-- start of Data lines --

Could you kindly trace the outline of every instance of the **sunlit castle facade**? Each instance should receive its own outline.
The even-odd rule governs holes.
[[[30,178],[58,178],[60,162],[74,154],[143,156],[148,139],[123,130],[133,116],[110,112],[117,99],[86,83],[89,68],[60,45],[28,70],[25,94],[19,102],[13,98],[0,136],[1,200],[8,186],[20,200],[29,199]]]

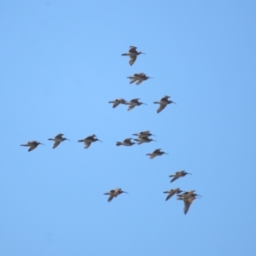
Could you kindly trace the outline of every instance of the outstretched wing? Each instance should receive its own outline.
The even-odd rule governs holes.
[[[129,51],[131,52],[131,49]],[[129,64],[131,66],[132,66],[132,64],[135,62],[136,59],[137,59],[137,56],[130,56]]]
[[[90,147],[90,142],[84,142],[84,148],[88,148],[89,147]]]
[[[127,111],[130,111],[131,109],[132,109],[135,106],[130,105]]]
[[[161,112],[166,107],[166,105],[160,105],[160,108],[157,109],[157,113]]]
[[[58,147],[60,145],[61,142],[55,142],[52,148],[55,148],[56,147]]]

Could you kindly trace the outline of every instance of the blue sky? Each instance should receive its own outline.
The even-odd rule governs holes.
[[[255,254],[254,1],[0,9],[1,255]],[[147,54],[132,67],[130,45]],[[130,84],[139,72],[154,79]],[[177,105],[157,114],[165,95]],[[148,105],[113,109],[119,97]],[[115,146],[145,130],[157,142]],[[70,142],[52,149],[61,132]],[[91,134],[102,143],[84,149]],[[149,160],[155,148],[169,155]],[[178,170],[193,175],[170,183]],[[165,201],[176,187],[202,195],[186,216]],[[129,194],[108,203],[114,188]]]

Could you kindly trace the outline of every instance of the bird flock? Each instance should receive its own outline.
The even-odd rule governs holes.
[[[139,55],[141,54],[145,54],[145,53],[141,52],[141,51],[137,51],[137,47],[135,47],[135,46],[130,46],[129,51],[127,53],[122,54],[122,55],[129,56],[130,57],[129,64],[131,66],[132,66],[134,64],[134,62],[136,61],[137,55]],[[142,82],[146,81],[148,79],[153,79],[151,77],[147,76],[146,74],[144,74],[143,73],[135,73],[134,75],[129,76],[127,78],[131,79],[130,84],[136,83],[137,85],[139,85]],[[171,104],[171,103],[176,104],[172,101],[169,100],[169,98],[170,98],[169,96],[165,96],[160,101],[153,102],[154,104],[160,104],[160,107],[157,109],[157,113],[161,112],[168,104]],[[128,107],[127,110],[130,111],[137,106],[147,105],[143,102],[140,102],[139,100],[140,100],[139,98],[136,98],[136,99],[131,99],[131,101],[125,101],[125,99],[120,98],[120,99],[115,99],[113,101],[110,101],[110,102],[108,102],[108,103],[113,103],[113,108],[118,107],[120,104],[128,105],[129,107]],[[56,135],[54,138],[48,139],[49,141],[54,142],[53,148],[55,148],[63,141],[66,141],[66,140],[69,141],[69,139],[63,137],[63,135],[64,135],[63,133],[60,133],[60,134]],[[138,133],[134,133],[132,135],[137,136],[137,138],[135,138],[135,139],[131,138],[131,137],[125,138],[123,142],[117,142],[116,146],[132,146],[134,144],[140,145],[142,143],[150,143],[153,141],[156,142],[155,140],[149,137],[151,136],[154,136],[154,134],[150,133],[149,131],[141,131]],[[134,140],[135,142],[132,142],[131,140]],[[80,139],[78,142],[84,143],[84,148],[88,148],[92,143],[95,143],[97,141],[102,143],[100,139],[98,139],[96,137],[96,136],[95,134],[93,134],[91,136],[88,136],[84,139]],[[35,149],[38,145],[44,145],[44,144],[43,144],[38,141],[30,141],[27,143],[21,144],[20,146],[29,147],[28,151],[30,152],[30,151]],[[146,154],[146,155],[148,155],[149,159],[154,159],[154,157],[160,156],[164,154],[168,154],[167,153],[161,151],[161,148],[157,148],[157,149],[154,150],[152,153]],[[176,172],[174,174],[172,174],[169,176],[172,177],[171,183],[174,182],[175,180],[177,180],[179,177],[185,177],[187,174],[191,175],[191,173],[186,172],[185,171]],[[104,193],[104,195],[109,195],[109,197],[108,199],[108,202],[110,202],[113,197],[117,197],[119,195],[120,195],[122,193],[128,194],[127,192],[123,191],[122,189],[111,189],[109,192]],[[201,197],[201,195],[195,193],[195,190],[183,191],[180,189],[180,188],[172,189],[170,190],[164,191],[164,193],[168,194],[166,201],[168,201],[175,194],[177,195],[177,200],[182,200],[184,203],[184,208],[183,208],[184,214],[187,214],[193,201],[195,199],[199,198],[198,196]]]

-- end of Data lines --

### Written task
Update every one of the records by changing "Could you kindly" to "Please" and leaving everything else as it is. Omit the pictures from your answer.

### Task result
Please trace the outline of every instance of the **sunlit castle facade**? Each instance should receive its own outline.
The even-odd rule governs holes.
[[[30,178],[58,178],[60,162],[74,154],[143,156],[148,139],[123,130],[133,116],[110,112],[117,99],[86,83],[89,68],[60,45],[28,70],[25,94],[19,102],[13,98],[0,136],[1,200],[8,186],[20,200],[29,199]]]

Please trace the outline of every instance of the outstretched wing? Each instance should receive its own outline.
The even-odd rule governs holes.
[[[129,51],[131,52],[131,49]],[[129,64],[131,66],[132,66],[132,64],[135,62],[136,59],[137,59],[137,56],[130,56]]]
[[[90,147],[90,142],[84,142],[84,148],[88,148],[89,147]]]
[[[127,111],[130,111],[131,109],[132,109],[135,106],[130,105]]]
[[[161,112],[166,107],[166,105],[160,105],[160,108],[157,109],[157,113]]]
[[[58,147],[60,145],[61,142],[55,142],[52,148],[55,148],[56,147]]]

Please trace the outline of every instance of the blue sky? Each instance should receive its own outline.
The even-odd rule governs holes.
[[[255,254],[254,1],[0,9],[1,255]],[[147,54],[132,67],[130,45]],[[130,84],[139,72],[154,79]],[[177,105],[157,114],[165,95]],[[148,105],[113,109],[119,97]],[[115,146],[145,130],[157,142]],[[70,142],[52,149],[61,132]],[[91,134],[102,143],[84,149]],[[149,160],[155,148],[169,155]],[[178,170],[193,175],[170,183]],[[165,201],[176,187],[202,195],[186,216]],[[129,194],[108,203],[114,188]]]

Please trace the outline of every instance of the bird flock? Each instance should receive its own outline.
The even-odd rule governs holes.
[[[139,55],[141,54],[145,54],[145,53],[141,52],[141,51],[137,51],[137,47],[135,47],[135,46],[130,46],[129,51],[127,53],[122,54],[122,55],[129,56],[130,57],[129,64],[131,66],[132,66],[134,64],[134,62],[136,61],[137,55]],[[142,82],[146,81],[148,79],[153,79],[151,77],[147,76],[146,74],[144,74],[143,73],[135,73],[134,75],[129,76],[127,78],[131,79],[130,84],[136,83],[137,85],[139,85]],[[171,104],[171,103],[176,104],[172,101],[169,100],[169,98],[170,98],[169,96],[165,96],[160,101],[153,102],[154,104],[160,104],[160,107],[157,109],[157,113],[161,112],[168,104]],[[128,107],[127,110],[130,111],[137,106],[147,105],[143,102],[140,102],[139,100],[140,100],[139,98],[136,98],[136,99],[131,99],[131,101],[125,101],[125,99],[120,98],[120,99],[115,99],[113,101],[110,101],[110,102],[108,102],[108,103],[113,103],[113,108],[118,107],[120,104],[128,105],[129,107]],[[56,135],[54,138],[48,139],[49,141],[54,142],[53,148],[55,148],[63,141],[66,141],[66,140],[69,141],[69,139],[63,137],[63,135],[64,135],[63,133],[60,133],[60,134]],[[138,133],[134,133],[132,135],[137,136],[137,138],[135,138],[135,139],[131,138],[131,137],[125,138],[123,142],[117,142],[116,146],[132,146],[134,144],[140,145],[142,143],[150,143],[153,141],[156,142],[155,140],[149,137],[151,136],[154,136],[154,134],[150,133],[149,131],[141,131]],[[134,140],[135,142],[132,142],[131,140]],[[80,139],[78,142],[84,143],[84,148],[88,148],[92,143],[95,143],[97,141],[102,143],[100,139],[98,139],[96,137],[96,136],[95,134],[93,134],[91,136],[88,136],[84,139]],[[35,149],[38,145],[44,145],[44,144],[43,144],[38,141],[30,141],[27,143],[21,144],[20,146],[29,147],[28,151],[30,152],[30,151]],[[146,154],[146,155],[148,155],[149,159],[154,159],[154,157],[160,156],[164,154],[168,154],[167,153],[161,151],[161,148],[157,148],[157,149],[154,150],[152,153]],[[176,172],[174,174],[172,174],[169,176],[172,177],[171,183],[174,182],[175,180],[177,180],[179,177],[185,177],[187,174],[191,175],[191,173],[186,172],[185,171]],[[104,193],[104,195],[109,195],[109,197],[108,199],[108,202],[110,202],[113,197],[117,197],[119,195],[120,195],[122,193],[128,194],[127,192],[123,191],[122,189],[111,189],[109,192]],[[201,197],[201,195],[195,193],[195,190],[183,191],[180,189],[180,188],[172,189],[170,190],[164,191],[164,193],[168,194],[166,201],[168,201],[175,194],[177,195],[177,200],[182,200],[184,203],[184,208],[183,208],[184,214],[187,214],[193,201],[195,199],[199,198],[198,196]]]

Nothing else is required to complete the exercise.